> _TO BE DONE_:
Could you rewrite the data below with every "query" replaced by "prompt" and nothing else changed?

================

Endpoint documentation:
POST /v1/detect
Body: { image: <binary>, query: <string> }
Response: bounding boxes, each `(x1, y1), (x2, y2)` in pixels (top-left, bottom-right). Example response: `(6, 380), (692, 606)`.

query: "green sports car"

================

> _RESULT FOR THIS TASK_:
Endpoint documentation:
POST /v1/detect
Body: { image: <binary>, prompt: <string> }
Response: bounding boxes, each `(x1, y1), (x2, y2)` in pixels (top-left, bottom-right). Example response: `(6, 380), (692, 606)`.

prompt: "green sports car"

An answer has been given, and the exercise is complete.